• [Text excerpt]:

§ §

Amy stopped outside the restaurant and stared through the window, seeing only Ty and Gardevoir still inside. She motioned to Jet. "Get in there, you're meant to be with Ty," she whispered.

Jet shook his head. "I don't want to be anywhere near Ty," he said stubbornly.

"Jet, you can't avoid him just because he knows your secret. Come on, if we're always together people will get suspicious. I'm meant to be with Typhlosion, not you."

Jet turned his head away and folded his arms. "I'll go with anyone but Ty."

Amy sighed. "Fine... you go ahead of me and get on the ship. Someone else should be there by now. I'll wait around for Typhlosion."

Jet set off toward the ship and Amy wandered toward Typhlosion. "That's a good idea," she told her, noticing the money in the bucket at her feet.

Meanwhile, Jet reached the pier and found Sunny and Aguro waiting. "Mind if I join you?" he asked.

§ §

• [Source data]:
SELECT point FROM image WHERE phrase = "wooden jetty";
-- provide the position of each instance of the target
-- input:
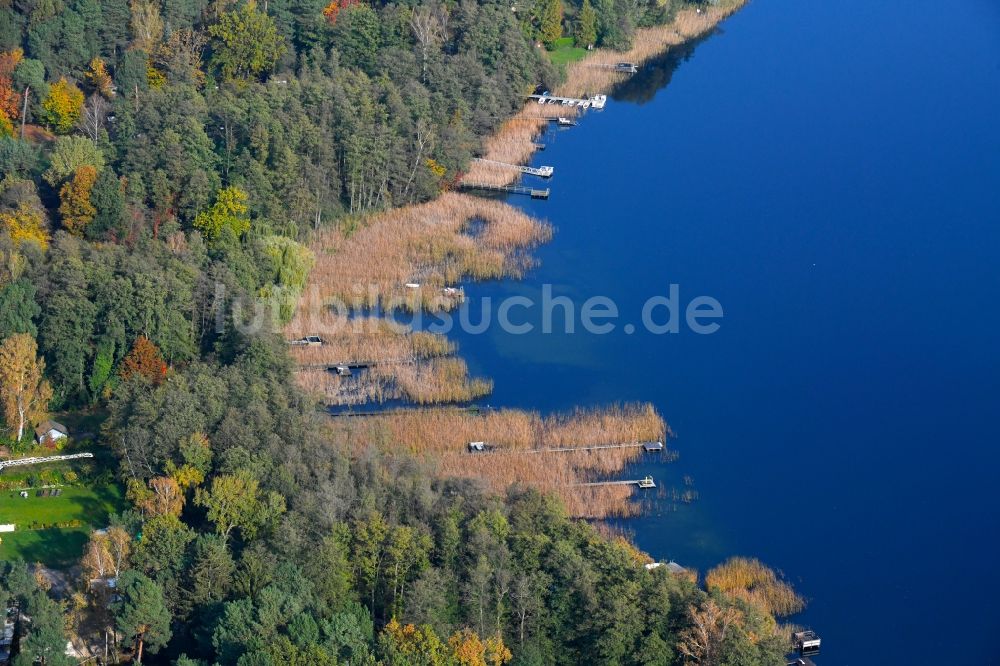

§ §

• [To be done]:
A - List every character name that appears in the story excerpt about Amy and Jet.
B - Carry the story about Amy and Jet forward from its final line.

• [The replies]:
A - Amy, Ty, Gardevoir, Jet, Typhlosion, Sunny, Aguro

B -
----------



## Dragon_night (Jul 6, 2008)

*Re: Poképhiles*

Look's like I'm stuck with you again.

Gardevoir suddenly looked up at Ty, putting down the fork for her salad. This time, he had his eye open, but he was still laid back in the chair with his arms crossed. _What do you mean?_

Jet's not coming back, or he's prolonging his break, and no one else is here. What do you think?

_Reh?! How do you know he's not coming back?_

He walked here with his human, and then walked away. God woman, I keep my eyes closed yet see more than you.''

_Should I-_

No. Don't bother. He obviously wants to be alone, or not see anything related to me. Although, the thought of you leaving is nice.

Gardevoir raised an eyebrow and looked back down at one of her salads, pushing it aside. _Fine then, I'll find someone else._ She stood up from the chair and started to float away when she felt something coming at her head. She spun around, raising her hand to her face only to catch her box of salad.

I said eat both of them. And if you're going, don't get drunk.

_I'll be on the boat._ Then the psychic merely turned around with the salad box and quickly teleported elsewhere before Ty could say anything else.


----------



## Meririn (Jul 6, 2008)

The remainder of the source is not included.